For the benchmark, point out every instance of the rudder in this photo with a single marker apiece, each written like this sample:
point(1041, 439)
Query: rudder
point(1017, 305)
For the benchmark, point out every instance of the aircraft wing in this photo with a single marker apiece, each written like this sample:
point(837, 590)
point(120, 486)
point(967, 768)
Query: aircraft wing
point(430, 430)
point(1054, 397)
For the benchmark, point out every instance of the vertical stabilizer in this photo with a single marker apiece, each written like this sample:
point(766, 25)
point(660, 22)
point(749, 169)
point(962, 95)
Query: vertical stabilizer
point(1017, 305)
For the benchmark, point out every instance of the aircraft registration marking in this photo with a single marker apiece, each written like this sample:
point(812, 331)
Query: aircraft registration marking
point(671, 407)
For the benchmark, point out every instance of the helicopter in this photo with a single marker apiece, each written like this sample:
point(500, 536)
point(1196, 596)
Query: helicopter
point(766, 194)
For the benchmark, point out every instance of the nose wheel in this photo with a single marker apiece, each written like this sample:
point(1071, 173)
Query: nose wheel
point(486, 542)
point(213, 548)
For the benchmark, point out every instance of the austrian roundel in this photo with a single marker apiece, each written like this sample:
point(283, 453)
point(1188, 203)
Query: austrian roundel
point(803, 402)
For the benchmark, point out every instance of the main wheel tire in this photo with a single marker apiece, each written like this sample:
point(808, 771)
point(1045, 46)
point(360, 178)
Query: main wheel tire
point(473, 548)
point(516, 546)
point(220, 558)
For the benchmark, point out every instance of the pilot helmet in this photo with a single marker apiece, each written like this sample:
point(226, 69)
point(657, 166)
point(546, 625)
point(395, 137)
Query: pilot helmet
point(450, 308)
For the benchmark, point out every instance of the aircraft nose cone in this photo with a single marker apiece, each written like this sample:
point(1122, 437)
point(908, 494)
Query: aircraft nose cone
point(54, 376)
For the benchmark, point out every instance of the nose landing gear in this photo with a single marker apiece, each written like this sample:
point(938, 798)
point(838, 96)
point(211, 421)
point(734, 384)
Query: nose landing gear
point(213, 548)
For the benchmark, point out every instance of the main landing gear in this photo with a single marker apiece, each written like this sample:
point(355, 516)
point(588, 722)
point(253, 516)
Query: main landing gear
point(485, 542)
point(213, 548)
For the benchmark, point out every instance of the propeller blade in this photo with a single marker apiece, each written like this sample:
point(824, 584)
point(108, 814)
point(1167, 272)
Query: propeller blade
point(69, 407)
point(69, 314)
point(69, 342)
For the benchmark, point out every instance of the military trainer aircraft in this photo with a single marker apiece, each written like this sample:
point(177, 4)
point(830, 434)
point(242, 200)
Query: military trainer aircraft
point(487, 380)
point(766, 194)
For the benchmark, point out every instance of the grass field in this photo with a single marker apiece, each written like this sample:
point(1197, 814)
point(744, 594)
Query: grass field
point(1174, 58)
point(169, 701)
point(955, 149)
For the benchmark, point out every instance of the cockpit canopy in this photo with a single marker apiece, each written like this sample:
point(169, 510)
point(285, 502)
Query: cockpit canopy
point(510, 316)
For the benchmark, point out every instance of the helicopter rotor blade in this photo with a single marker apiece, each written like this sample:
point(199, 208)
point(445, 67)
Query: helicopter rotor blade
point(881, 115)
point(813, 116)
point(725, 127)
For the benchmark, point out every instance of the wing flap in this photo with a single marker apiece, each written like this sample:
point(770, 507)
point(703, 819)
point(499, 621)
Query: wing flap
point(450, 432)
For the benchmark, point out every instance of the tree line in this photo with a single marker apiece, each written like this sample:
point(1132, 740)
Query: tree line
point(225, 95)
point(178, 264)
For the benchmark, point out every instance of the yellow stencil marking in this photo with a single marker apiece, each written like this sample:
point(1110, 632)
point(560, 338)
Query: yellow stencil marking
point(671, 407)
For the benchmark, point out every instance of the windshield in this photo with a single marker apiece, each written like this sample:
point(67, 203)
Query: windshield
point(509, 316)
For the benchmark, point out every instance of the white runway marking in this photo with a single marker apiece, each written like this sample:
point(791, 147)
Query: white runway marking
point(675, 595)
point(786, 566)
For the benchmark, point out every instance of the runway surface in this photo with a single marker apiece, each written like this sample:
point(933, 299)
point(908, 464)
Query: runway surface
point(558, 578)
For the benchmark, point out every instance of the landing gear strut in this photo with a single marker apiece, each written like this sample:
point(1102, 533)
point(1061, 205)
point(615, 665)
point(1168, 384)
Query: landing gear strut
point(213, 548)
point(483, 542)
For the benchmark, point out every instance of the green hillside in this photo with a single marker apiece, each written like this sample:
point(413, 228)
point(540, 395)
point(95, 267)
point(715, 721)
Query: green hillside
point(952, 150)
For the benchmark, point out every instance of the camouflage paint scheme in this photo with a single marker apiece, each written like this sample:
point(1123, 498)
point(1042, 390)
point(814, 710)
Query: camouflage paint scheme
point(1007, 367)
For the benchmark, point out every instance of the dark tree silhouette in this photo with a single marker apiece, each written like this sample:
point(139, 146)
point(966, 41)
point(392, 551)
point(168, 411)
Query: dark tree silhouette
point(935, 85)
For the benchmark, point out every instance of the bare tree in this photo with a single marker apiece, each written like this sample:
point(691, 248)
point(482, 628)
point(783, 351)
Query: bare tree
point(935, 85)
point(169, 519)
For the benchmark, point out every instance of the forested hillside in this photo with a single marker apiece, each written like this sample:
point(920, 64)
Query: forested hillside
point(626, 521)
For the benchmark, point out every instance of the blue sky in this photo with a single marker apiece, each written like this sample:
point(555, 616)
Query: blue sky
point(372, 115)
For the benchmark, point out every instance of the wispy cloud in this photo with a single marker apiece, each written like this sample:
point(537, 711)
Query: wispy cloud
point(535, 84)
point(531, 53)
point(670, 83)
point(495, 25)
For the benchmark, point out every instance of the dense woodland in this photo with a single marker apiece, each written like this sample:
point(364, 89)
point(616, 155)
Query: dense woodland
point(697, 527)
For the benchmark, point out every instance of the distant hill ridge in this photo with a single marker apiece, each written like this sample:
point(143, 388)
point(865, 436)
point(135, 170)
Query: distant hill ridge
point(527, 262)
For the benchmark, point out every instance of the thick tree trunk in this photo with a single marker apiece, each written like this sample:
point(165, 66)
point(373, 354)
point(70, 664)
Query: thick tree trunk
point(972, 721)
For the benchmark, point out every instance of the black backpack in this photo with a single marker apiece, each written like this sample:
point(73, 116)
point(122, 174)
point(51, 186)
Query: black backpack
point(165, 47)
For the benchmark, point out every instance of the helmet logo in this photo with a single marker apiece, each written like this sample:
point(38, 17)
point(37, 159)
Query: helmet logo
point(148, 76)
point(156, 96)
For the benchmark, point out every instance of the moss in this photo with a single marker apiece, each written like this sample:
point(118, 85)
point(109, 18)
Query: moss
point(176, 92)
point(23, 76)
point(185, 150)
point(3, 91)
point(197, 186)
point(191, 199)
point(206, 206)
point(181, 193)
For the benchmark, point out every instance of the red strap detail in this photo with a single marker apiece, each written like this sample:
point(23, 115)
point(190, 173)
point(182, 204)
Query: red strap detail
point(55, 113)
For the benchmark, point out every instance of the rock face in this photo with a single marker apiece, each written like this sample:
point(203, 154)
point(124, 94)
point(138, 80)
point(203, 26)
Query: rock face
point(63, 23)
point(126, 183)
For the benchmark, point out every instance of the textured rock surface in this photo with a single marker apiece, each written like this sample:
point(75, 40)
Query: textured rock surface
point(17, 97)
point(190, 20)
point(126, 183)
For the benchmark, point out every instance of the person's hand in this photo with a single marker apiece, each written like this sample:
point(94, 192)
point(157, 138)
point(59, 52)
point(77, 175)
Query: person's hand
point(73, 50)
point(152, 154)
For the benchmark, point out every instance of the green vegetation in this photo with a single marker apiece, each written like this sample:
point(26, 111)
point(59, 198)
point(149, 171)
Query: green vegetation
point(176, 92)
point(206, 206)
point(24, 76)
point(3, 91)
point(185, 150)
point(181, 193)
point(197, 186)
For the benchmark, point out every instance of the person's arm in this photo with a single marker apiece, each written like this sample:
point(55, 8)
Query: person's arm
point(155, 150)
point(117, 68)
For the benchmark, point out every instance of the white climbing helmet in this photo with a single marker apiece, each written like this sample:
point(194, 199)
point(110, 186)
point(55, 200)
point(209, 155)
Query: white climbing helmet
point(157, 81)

What to work on: Please recast the part of the listing that opens with the line containing "For the benchmark, point out every instance of the wispy" and closes with the line containing "point(697, 527)" as a Markdown table with the columns Row and Line. Give each line its own numbered row and leave out any blank lines.

Exercise output:
| Row | Line |
|---|---|
| 1 | For the benchmark, point out every instance of the wispy cloud in this photo with a single marker apiece, each written like this sample: |
| 2 | point(537, 711) |
| 3 | Query: wispy cloud |
| 4 | point(535, 84) |
| 5 | point(531, 53) |
| 6 | point(670, 83) |
| 7 | point(495, 25) |
| 8 | For the benchmark, point out every instance of the dense woodland in this photo with a single marker apiece, each written like this sample: |
| 9 | point(364, 89) |
| 10 | point(616, 155) |
| 11 | Query: dense woodland |
| 12 | point(697, 527) |